Cet essai sur La Marseillaise de Gainsbourg abandonne le chanteur le temps d’un chapitre pour s’intéresser à l’histoire de l’hymne national. Il se nommait à l’origine Le Chant de l’Armée du Rhin, et a été composé en avril 1792 à Strasbourg (et oui !) par Claude Joseph Rouget de Lisle, modeste officier et musicien amateur. Un chant révolutionnaire donc, comme le rappellera Serge Gainsbourg deux siècles plus tard. Laurent Balandras rappelle l’histoire tumultueuse de ce chant patriotique qui est devenu un hymne national après pas mal de déboires… et d’adaptations, jusqu'à la version de Gainsbourg, Aux Armes et cætera.
Au sujet de ce titre, le chanteur rappellera qu’il respecte un manuscrit original de Rouget de Lisle. Laurent Balandras nuance cependant ses propos : "Les paroles reproduites dans le Larousse contiennent cette indication afin de ne pas réécrire sempiternellement le refrain. C’est presque vrai à cette nuance que la mention exacte est Aux armes, citoyens… etc."

****************************************

ÉNONCÉ DE L'EXERCICE: Recopiez sans rien changer le passage du texte sur La Marseillaise qui s'ouvre sur les mots « Cet essai sur » et se clôt sur « Armes et cætera. ». Le matériel qui suit n'est pas nécessaire.

****************************************

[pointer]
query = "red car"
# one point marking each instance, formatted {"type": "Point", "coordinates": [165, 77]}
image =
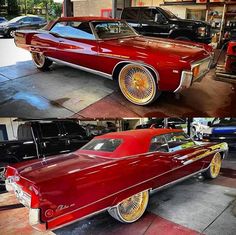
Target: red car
{"type": "Point", "coordinates": [143, 66]}
{"type": "Point", "coordinates": [114, 172]}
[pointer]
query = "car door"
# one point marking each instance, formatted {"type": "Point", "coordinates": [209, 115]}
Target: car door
{"type": "Point", "coordinates": [162, 163]}
{"type": "Point", "coordinates": [25, 23]}
{"type": "Point", "coordinates": [131, 15]}
{"type": "Point", "coordinates": [76, 43]}
{"type": "Point", "coordinates": [185, 153]}
{"type": "Point", "coordinates": [52, 141]}
{"type": "Point", "coordinates": [153, 23]}
{"type": "Point", "coordinates": [75, 135]}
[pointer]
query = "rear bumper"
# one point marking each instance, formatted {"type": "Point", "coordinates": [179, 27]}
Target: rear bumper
{"type": "Point", "coordinates": [187, 78]}
{"type": "Point", "coordinates": [3, 31]}
{"type": "Point", "coordinates": [34, 220]}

****************************************

CORRIGÉ DE L'EXERCICE:
Cet essai sur La Marseillaise de Gainsbourg abandonne le chanteur le temps d’un chapitre pour s’intéresser à l’histoire de l’hymne national. Il se nommait à l’origine Le Chant de l’Armée du Rhin, et a été composé en avril 1792 à Strasbourg (et oui !) par Claude Joseph Rouget de Lisle, modeste officier et musicien amateur. Un chant révolutionnaire donc, comme le rappellera Serge Gainsbourg deux siècles plus tard. Laurent Balandras rappelle l’histoire tumultueuse de ce chant patriotique qui est devenu un hymne national après pas mal de déboires… et d’adaptations, jusqu'à la version de Gainsbourg, Aux Armes et cætera.